** Opening SELECTED EXCERPT block **

Representatives of Greece’s public creditors – the European Union, the European Central Bank and the International Monetary Fund – have concluded a meeting with Prime Minister Lucas Papademos, who, in turn, will meet the leaders of the three parties backing his 3-month-old coalition government today.

Finance Minister Evangelos Venizelos said Saturday negotiations with its creditors are at “a very crucial stage” and that a very thin line separates eventual success from an impasse.

A measure of the growing impatience of Greece’s eurozone partners with what they see as Greece’s inability to implement changes in the economy was given in an interview by Eurogroup chairman Jean-Claude Juncker to German news magazine Der Spiegel.

The possibility of bankruptcy in March should give the Greeks “muscles where they now still have some symptoms of paralysis,” he was quoted as telling the magazine in an interview released Saturday.

If Greece fails to implement the necessary reforms, then it may not expect “solidarity efforts from the others,” Juncker added.

In Athens, Venizelos told reporters negotiations for the bailout deal Greece must avoid defaulting on its debts must be completed by late today, but that a breakthrough is being held up by demands from debt inspectors for more austerity measures.

Venizelos said debt inspectors want to impose cuts in private sector pay and new austerity measures to keep Greece within its tight deficit-reduction targets.

“We are at the point when we must make decisions and commit to them. Two major issues remain outstanding: labor relations and private sector pay, and fiscal measures required to stay absolutely on target in 2012,” the finance minister said.

Unions and employers have failed to reach agreement on voluntary cuts in wage costs, arguing that a series of emergency taxes imposed by the crisis-hit government over the past two years have seen workers lose 14 percent of their income.

** Closing SELECTED EXCERPT block **
** Opening DATA UNDER STUDY block **

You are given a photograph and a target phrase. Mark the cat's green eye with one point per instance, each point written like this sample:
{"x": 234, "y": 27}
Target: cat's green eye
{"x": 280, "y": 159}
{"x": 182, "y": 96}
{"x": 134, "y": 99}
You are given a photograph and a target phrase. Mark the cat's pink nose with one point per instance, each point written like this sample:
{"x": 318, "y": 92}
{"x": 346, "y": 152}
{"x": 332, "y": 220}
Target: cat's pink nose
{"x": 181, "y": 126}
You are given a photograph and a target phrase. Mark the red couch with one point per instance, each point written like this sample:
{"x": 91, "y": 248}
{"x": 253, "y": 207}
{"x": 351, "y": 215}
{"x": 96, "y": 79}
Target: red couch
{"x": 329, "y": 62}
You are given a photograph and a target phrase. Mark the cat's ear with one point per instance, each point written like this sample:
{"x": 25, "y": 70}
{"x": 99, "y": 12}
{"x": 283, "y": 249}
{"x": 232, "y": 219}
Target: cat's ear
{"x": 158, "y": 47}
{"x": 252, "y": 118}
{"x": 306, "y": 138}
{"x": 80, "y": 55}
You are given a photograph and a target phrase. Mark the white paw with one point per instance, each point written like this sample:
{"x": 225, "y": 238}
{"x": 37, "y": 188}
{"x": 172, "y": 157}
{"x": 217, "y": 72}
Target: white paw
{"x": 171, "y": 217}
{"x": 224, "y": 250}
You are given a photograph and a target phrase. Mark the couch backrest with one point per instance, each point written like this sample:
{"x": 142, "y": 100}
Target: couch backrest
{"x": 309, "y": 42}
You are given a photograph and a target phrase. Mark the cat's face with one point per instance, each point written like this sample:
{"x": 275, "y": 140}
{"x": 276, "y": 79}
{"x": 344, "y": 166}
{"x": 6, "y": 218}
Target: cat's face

** Closing DATA UNDER STUDY block **

TASK INSTRUCTIONS
1. In the Greek debt talks article, which two major issues does the finance minister say remain outstanding?
2. Print the part of the Greek debt talks article starting with "A measure of" and going on through "more austerity measures.".
3. According to the Greek debt talks article, why do unions and employers object to voluntary cuts in wage costs?

ANSWERS GIVEN
1. Labor relations and private sector pay, and the fiscal measures needed to stay absolutely on target in 2012.

2.
A measure of the growing impatience of Greece’s eurozone partners with what they see as Greece’s inability to implement changes in the economy was given in an interview by Eurogroup chairman Jean-Claude Juncker to German news magazine Der Spiegel.

The possibility of bankruptcy in March should give the Greeks “muscles where they now still have some symptoms of paralysis,” he was quoted as telling the magazine in an interview released Saturday.

If Greece fails to implement the necessary reforms, then it may not expect “solidarity efforts from the others,” Juncker added.

In Athens, Venizelos told reporters negotiations for the bailout deal Greece must avoid defaulting on its debts must be completed by late today, but that a breakthrough is being held up by demands from debt inspectors for more austerity measures.

3. They argue that emergency taxes imposed by the government over the past two years have already cost workers 14 percent of their income. Because of this, the two sides have failed to agree on the cuts.